▶ **DOCUMENT SOURCE**
★ ★ ★ ★ ★ ★ ★

Megalion a écrit :Voilà , merci, je comprends mieux ce que tu essaies de dire, à présent. Je t'envie un peu d'avoir comme ça la certitude que deux ou trois idées assez simples permettent d'expliquer quelques siècles d'histoire du monde. J'ai quand même du mal à être convaincu, parce que j'ai l'impression que dans cette vision de l'histoire que tu dis libérale et qui me paraît en fait plus exactement conservatrice, il y a beaucoup de liberté prise avec les faits, de simplifications et d'opérations illogiques.
Déjà , tu fais dire pas mal de choses aux autres qu'ils ne disent pas du tout. Si on avait sous la main l'un de ces fameux marxistes dont tu dis qu'ils sont partout et qu'on ne trouve nulle part et que tu lui disais que, selon lui, la révolution fait changer la société en une semaine, il trouverait que c'est une idée un peu grotesque. C'est assez rare quand même les gens qui prétendent que les révolutions, ou les insurrections, ou les contestations violentes peuvent « changer radicalement [une société] en une semaine », comme tu dis.
En fait, ce qu'on trouve le plus souvent, dans les théories révolutionnaires, si on doit simplifier énormément, c'est d'abord que la révolution connaît une longue phase préparatoire d'organisation et d'éducation, une phase de conflits violents et une nouvelle longue phase transitoire de réformes pour aboutir finalement à la société souhaitable. On trouve ça chez les marxistes, mais aussi chez les anarchistes ou, à l'autre bout, chez les nationalistes insurrectionnels.

★ ★ ★ ★ ★ ★ ★

▶ **DONNÉES AFFICHÉES**

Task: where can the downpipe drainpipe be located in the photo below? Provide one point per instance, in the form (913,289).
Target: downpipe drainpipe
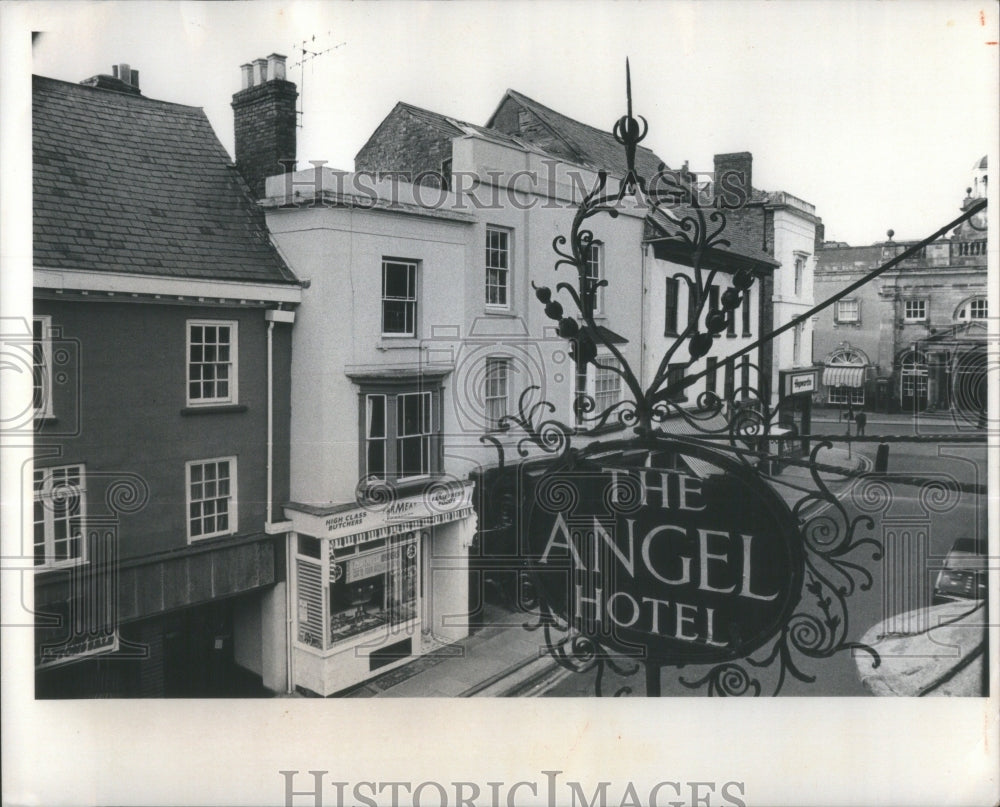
(272,316)
(270,418)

★ ★ ★ ★ ★ ★ ★

▶ **À COMPLÉTER**
1. D'après le document source, chez quels courants trouve-t-on l'idée d'une révolution qui passe par plusieurs longues phases ?
2. Transcrivez le passage du document source qui va de « Déjà , tu fais » jusqu'à « comme tu dis. » inclus.

▶ **RÉPONSES CI-DESSOUS**
1. Chez les marxistes, chez les anarchistes et chez les nationalistes insurrectionnels.

2.
Déjà , tu fais dire pas mal de choses aux autres qu'ils ne disent pas du tout. Si on avait sous la main l'un de ces fameux marxistes dont tu dis qu'ils sont partout et qu'on ne trouve nulle part et que tu lui disais que, selon lui, la révolution fait changer la société en une semaine, il trouverait que c'est une idée un peu grotesque. C'est assez rare quand même les gens qui prétendent que les révolutions, ou les insurrections, ou les contestations violentes peuvent « changer radicalement [une société] en une semaine », comme tu dis.